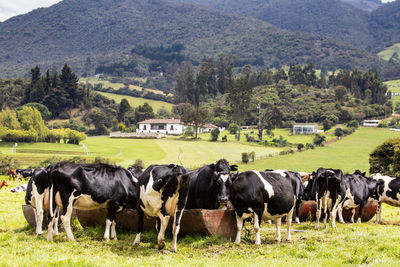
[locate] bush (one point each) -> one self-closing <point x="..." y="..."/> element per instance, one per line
<point x="233" y="128"/>
<point x="245" y="157"/>
<point x="214" y="134"/>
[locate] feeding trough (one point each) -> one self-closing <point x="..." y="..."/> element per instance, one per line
<point x="209" y="222"/>
<point x="308" y="209"/>
<point x="29" y="215"/>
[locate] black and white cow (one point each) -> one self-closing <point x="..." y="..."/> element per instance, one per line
<point x="358" y="190"/>
<point x="264" y="195"/>
<point x="389" y="193"/>
<point x="209" y="185"/>
<point x="163" y="192"/>
<point x="37" y="195"/>
<point x="19" y="188"/>
<point x="296" y="180"/>
<point x="326" y="190"/>
<point x="90" y="186"/>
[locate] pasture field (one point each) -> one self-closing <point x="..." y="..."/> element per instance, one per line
<point x="136" y="101"/>
<point x="348" y="154"/>
<point x="350" y="244"/>
<point x="126" y="151"/>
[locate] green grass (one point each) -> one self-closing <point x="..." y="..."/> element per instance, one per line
<point x="348" y="154"/>
<point x="136" y="101"/>
<point x="387" y="53"/>
<point x="350" y="244"/>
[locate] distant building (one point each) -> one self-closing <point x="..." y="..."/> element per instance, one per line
<point x="169" y="126"/>
<point x="305" y="128"/>
<point x="371" y="123"/>
<point x="165" y="126"/>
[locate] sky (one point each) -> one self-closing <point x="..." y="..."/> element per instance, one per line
<point x="10" y="8"/>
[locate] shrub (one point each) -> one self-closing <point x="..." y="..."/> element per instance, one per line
<point x="214" y="134"/>
<point x="245" y="157"/>
<point x="233" y="128"/>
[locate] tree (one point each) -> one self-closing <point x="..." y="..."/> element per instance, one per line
<point x="124" y="107"/>
<point x="196" y="117"/>
<point x="239" y="97"/>
<point x="144" y="112"/>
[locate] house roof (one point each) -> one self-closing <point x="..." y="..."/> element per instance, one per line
<point x="161" y="121"/>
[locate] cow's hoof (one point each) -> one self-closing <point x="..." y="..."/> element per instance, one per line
<point x="161" y="244"/>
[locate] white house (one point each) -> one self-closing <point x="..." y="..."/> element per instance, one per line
<point x="165" y="126"/>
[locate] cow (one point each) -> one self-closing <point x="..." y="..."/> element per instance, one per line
<point x="296" y="179"/>
<point x="19" y="188"/>
<point x="209" y="185"/>
<point x="90" y="186"/>
<point x="326" y="189"/>
<point x="3" y="183"/>
<point x="389" y="193"/>
<point x="12" y="174"/>
<point x="358" y="190"/>
<point x="263" y="195"/>
<point x="37" y="194"/>
<point x="163" y="192"/>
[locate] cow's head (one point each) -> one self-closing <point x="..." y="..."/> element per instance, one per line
<point x="223" y="180"/>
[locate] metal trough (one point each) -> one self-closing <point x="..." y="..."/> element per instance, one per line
<point x="209" y="222"/>
<point x="29" y="215"/>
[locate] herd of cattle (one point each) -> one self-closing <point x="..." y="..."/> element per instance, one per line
<point x="164" y="191"/>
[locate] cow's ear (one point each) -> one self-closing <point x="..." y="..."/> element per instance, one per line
<point x="234" y="167"/>
<point x="171" y="166"/>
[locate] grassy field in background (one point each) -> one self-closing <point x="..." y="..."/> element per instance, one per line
<point x="136" y="101"/>
<point x="387" y="53"/>
<point x="348" y="154"/>
<point x="350" y="244"/>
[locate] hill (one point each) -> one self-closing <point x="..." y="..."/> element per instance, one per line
<point x="345" y="20"/>
<point x="72" y="30"/>
<point x="366" y="5"/>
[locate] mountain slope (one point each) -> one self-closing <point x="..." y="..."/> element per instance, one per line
<point x="366" y="5"/>
<point x="75" y="29"/>
<point x="332" y="18"/>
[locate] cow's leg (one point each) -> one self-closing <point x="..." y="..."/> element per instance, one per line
<point x="326" y="208"/>
<point x="239" y="226"/>
<point x="257" y="224"/>
<point x="340" y="213"/>
<point x="161" y="234"/>
<point x="140" y="225"/>
<point x="298" y="202"/>
<point x="39" y="213"/>
<point x="353" y="212"/>
<point x="66" y="215"/>
<point x="318" y="213"/>
<point x="289" y="222"/>
<point x="278" y="223"/>
<point x="378" y="213"/>
<point x="175" y="228"/>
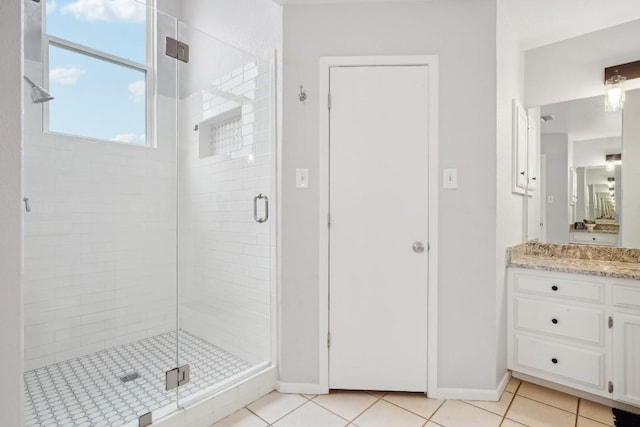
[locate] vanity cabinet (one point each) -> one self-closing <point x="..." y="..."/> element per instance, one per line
<point x="626" y="342"/>
<point x="580" y="331"/>
<point x="593" y="238"/>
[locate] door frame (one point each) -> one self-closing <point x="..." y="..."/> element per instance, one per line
<point x="326" y="63"/>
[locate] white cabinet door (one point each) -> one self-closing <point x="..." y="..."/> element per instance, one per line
<point x="626" y="345"/>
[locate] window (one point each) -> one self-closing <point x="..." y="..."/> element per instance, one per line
<point x="98" y="69"/>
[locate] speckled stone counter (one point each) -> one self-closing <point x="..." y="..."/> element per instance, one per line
<point x="622" y="263"/>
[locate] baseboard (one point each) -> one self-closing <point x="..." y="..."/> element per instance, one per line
<point x="301" y="388"/>
<point x="492" y="395"/>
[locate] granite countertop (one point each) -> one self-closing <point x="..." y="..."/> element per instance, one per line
<point x="621" y="263"/>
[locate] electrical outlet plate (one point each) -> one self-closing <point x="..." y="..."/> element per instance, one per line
<point x="450" y="179"/>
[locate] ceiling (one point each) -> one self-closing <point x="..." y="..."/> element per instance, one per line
<point x="582" y="119"/>
<point x="542" y="22"/>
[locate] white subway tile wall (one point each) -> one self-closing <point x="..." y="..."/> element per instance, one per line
<point x="225" y="263"/>
<point x="100" y="243"/>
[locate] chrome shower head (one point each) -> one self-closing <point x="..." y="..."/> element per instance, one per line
<point x="38" y="94"/>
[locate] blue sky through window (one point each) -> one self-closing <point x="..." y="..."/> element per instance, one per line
<point x="97" y="98"/>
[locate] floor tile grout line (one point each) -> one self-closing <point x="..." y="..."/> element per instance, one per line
<point x="378" y="398"/>
<point x="515" y="393"/>
<point x="544" y="403"/>
<point x="329" y="410"/>
<point x="247" y="408"/>
<point x="408" y="410"/>
<point x="294" y="409"/>
<point x="437" y="409"/>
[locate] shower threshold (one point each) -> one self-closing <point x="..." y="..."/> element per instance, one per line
<point x="114" y="387"/>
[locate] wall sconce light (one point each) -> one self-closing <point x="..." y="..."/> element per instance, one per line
<point x="613" y="160"/>
<point x="614" y="78"/>
<point x="614" y="93"/>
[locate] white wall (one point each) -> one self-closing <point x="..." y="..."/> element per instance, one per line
<point x="630" y="193"/>
<point x="574" y="68"/>
<point x="556" y="148"/>
<point x="509" y="206"/>
<point x="254" y="26"/>
<point x="11" y="213"/>
<point x="592" y="152"/>
<point x="463" y="34"/>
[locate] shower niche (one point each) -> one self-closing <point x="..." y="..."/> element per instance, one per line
<point x="221" y="134"/>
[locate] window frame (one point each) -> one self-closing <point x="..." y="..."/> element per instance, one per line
<point x="148" y="70"/>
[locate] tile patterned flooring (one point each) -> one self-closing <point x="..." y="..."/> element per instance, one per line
<point x="88" y="391"/>
<point x="522" y="404"/>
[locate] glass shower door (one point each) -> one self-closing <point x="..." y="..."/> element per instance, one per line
<point x="226" y="213"/>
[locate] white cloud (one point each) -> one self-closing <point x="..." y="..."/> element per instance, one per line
<point x="106" y="10"/>
<point x="130" y="138"/>
<point x="137" y="90"/>
<point x="66" y="76"/>
<point x="51" y="6"/>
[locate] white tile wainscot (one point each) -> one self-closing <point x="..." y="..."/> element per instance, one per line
<point x="575" y="330"/>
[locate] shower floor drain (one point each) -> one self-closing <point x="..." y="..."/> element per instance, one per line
<point x="130" y="377"/>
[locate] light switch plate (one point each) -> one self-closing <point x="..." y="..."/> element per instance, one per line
<point x="450" y="178"/>
<point x="302" y="178"/>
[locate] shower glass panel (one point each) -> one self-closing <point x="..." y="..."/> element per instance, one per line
<point x="226" y="217"/>
<point x="100" y="241"/>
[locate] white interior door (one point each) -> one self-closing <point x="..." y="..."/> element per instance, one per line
<point x="378" y="203"/>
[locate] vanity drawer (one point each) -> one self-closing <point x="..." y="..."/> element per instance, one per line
<point x="626" y="296"/>
<point x="549" y="285"/>
<point x="604" y="239"/>
<point x="575" y="364"/>
<point x="561" y="320"/>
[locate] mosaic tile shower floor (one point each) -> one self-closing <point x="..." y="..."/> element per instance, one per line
<point x="88" y="391"/>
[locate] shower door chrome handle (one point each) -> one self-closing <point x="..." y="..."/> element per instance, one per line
<point x="266" y="208"/>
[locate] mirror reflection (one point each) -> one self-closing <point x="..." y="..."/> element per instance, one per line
<point x="581" y="181"/>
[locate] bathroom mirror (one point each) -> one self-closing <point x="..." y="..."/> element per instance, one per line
<point x="578" y="183"/>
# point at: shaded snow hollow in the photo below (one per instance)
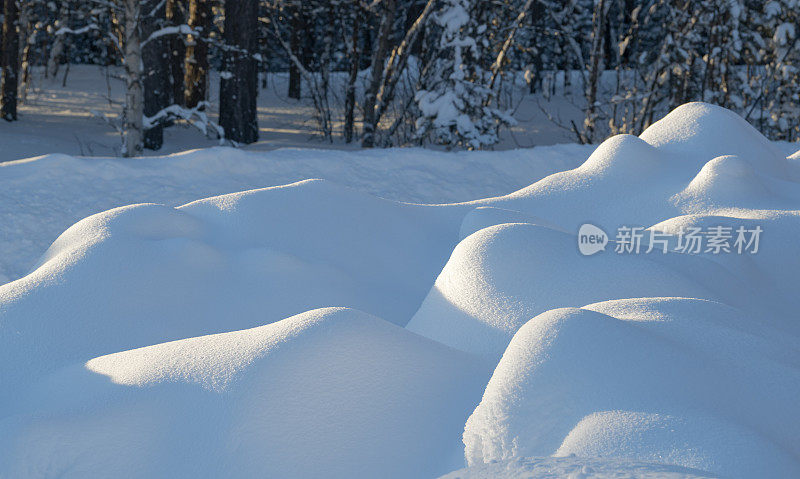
(313, 330)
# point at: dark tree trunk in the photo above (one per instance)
(196, 79)
(355, 60)
(10, 57)
(155, 77)
(378, 60)
(295, 80)
(239, 83)
(176, 15)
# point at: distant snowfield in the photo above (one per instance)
(326, 329)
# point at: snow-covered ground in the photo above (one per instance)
(340, 328)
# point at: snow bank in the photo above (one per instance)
(688, 359)
(328, 393)
(41, 197)
(685, 359)
(699, 166)
(229, 262)
(574, 467)
(673, 380)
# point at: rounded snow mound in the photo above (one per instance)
(501, 276)
(674, 380)
(625, 155)
(697, 132)
(230, 262)
(327, 393)
(726, 180)
(486, 216)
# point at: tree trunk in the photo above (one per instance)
(295, 80)
(176, 15)
(156, 74)
(355, 60)
(134, 98)
(8, 109)
(57, 49)
(595, 66)
(196, 79)
(239, 81)
(378, 60)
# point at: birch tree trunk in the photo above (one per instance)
(355, 60)
(595, 66)
(156, 74)
(134, 97)
(8, 107)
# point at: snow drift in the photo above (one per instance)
(117, 356)
(328, 393)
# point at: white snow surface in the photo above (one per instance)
(315, 330)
◇ ◇ ◇
*Goal*.
Set down nothing but the lines from the one with "# point at: snow-covered" through the end of the records, keeping each line exactly as written and including both ends.

*Task output*.
# point at: snow-covered ground in the photo above (one per instance)
(340, 328)
# point at: snow bank in the photo above (one per instance)
(688, 359)
(328, 393)
(41, 197)
(685, 359)
(699, 166)
(229, 262)
(574, 467)
(673, 380)
# point at: rounded snow mound in the photo above (one per instance)
(501, 276)
(674, 380)
(625, 155)
(697, 132)
(230, 262)
(327, 393)
(726, 180)
(486, 216)
# point at: tree trunk in the photo above (one per instance)
(295, 80)
(176, 15)
(156, 74)
(355, 60)
(134, 98)
(8, 109)
(57, 49)
(595, 66)
(196, 79)
(239, 81)
(378, 60)
# point at: birch tree trunk in the photo above (one per instance)
(355, 60)
(595, 66)
(156, 74)
(134, 97)
(8, 107)
# point at: snow drift in the photo above (one per instance)
(117, 356)
(328, 393)
# point at: white snow surface in the photo above (one per instance)
(315, 330)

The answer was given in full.